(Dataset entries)
════════════════════

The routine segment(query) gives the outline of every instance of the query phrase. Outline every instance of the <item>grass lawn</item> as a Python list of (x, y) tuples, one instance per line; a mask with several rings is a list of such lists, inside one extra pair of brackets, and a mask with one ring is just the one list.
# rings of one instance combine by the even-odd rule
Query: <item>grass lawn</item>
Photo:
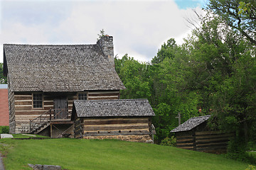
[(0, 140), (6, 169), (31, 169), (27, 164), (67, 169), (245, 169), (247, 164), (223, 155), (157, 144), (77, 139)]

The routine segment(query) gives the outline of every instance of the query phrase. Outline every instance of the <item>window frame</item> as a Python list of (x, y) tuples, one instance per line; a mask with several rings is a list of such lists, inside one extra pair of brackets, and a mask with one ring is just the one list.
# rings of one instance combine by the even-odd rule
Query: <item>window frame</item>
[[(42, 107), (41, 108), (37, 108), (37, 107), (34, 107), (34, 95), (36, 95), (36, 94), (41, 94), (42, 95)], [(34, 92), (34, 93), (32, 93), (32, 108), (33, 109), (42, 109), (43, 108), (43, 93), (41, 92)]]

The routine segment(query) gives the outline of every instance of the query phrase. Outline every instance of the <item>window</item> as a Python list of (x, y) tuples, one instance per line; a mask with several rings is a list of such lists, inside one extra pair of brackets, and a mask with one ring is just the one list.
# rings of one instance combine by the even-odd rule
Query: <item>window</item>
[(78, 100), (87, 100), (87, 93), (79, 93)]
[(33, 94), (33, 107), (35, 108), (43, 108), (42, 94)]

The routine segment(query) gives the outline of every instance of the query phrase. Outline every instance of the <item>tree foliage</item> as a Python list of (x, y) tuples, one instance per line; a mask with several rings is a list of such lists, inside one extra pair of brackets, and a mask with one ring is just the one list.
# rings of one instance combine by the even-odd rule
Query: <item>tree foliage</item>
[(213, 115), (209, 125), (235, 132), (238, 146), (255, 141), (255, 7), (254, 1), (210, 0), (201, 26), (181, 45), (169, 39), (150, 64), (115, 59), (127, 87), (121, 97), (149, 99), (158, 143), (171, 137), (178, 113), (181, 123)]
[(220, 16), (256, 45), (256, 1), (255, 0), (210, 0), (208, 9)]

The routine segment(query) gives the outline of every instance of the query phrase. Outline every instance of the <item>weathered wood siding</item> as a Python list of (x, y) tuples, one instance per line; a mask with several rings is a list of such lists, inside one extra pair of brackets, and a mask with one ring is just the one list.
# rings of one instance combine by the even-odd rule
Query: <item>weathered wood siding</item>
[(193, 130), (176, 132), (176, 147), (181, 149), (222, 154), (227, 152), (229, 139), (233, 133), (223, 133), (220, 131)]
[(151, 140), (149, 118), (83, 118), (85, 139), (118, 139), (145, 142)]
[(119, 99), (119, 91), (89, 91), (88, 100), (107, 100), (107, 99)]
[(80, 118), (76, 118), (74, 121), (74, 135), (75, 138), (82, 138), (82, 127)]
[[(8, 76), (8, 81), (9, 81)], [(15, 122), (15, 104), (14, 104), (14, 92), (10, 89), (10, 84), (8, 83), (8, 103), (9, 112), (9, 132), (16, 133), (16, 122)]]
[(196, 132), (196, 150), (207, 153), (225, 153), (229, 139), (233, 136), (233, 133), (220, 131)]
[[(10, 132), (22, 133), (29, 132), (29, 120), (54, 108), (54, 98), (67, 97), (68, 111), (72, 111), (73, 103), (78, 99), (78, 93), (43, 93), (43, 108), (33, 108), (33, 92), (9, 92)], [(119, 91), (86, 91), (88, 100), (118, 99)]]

════════════════════

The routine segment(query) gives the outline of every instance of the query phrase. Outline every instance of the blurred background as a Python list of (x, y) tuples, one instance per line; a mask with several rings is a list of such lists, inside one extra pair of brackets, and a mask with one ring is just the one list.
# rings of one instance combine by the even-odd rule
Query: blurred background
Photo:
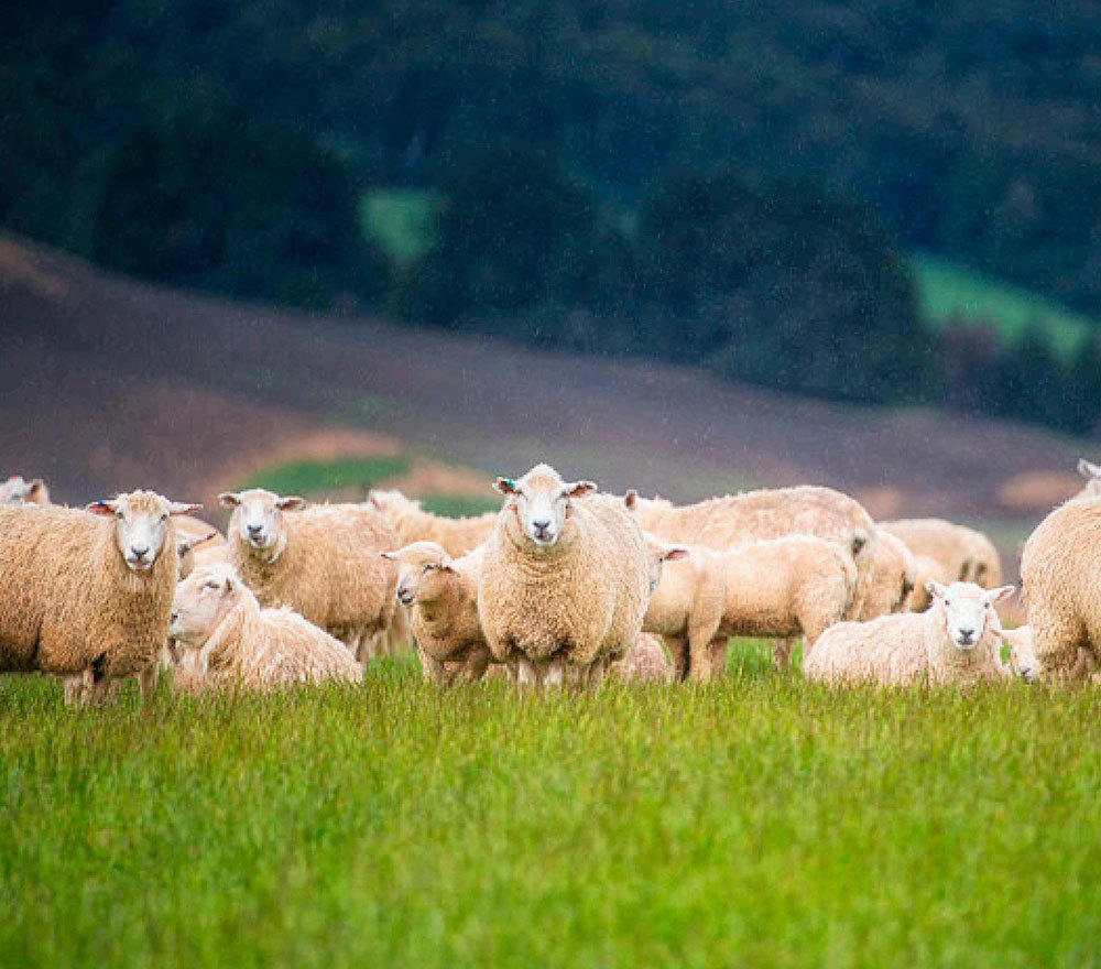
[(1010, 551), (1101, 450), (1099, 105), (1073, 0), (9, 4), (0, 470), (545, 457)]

════════════════════

Work instructions: Write out again the lines from the one containing "of the blurred" to the one containing "470), (545, 457)]", both included. Leave the pictures out.

Response:
The routine segment(query) gives the outline of every instance of the query phrase. Outline every instance of the blurred background as a Python list of (x, y) tuples, one instance per line; a mask with several rings is a list of such lists, inside one extra pair of brackets, and a mask with one ring is just the one list.
# rings of one instance combine by the even-odd rule
Query: blurred background
Photo:
[(1010, 551), (1101, 450), (1099, 105), (1073, 0), (9, 4), (0, 470), (545, 457)]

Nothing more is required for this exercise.